ASSIGNED TASK:
Pictures aside, repeat every entry exactly.

RECORDS FOR THIS TASK:
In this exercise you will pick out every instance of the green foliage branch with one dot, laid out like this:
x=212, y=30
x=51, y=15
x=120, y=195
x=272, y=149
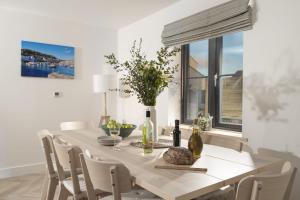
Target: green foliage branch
x=146, y=78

RESPONSE BELOW:
In this exercise you will pick out every instance of the green foliage branch with one dot, laid out like this:
x=212, y=30
x=51, y=15
x=120, y=195
x=272, y=149
Target: green foliage branch
x=146, y=78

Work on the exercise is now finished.